***** Text segment *****
[whatwg] Adding ECMAScript 5 array extras to HTMLCollection

Garrett Smith dhtmlkitchen at gmail.com
Mon Aug 2 12:25:57 PDT 2010


On 8/2/10, Oliver Hunt <oliver at apple.com> wrote:
>
> On Aug 2, 2010, at 7:36 AM, And Clover wrote:
>
>> On 07/30/2010 06:43 AM, Oliver Hunt wrote:
>>> all array functions defined in ES5 are "generic" in that they work
>>> over any array-like object.
>>
>> They're guaranteed to work over any array-like native JavaScript object.
>> They're *not* guaranteed to work on host objects like the various node
>> lists.
>
> Uhhh, I have no idea what you're talking about -- there are no type checks
> in any of the array prototype functions, they all operate in terms of
> property access alone, all the methods we're talking about basically start
> out like this:
>

[..]

And they continue like this:

"Whether the [something] function can be applied successfully to a
host object is implementation-dependent."

Where "[something]" is replaced by "slice" in this case.

> Eg. "array-like" in the context of ES5 should be interpreted as "has a
> property named 'length', the array methods will work on any type.
>

That is not true. ECMAScript has what is called "host object". A host
is any ecmascript object that is not defined by the specification; it
is not a user-defined object (because that explicitly defined to be a
native object).

A host object may or may not be implemented as a native ECMAScript
object. That leaves two types of host objects:
 1) native
 2) non-native

More on that:
<https://mail.mozilla.org/pipermail/es-discuss/2010-July/thread.html#11501>

Nothing says that any of the various dom "collection" objects must be
native object.
*****
» **What needs to be done**
Reproduce everything in the mailing list post from "And they continue" down to "in this case.".
***** Provided material *****
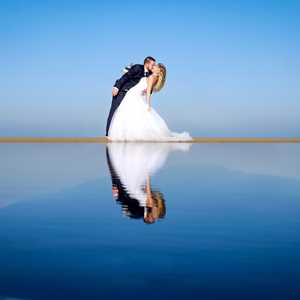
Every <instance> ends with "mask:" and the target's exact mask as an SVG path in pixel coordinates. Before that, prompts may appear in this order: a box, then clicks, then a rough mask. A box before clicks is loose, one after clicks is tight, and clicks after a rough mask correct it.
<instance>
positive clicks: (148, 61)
mask: <svg viewBox="0 0 300 300" xmlns="http://www.w3.org/2000/svg"><path fill="white" fill-rule="evenodd" d="M150 60H152V61H156V60H155V58H154V57H152V56H147V57H146V58H145V59H144V64H146V63H147V62H149V61H150Z"/></svg>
*****
» **Answer box**
And they continue like this:

"Whether the [something] function can be applied successfully to a
host object is implementation-dependent."

Where "[something]" is replaced by "slice" in this case.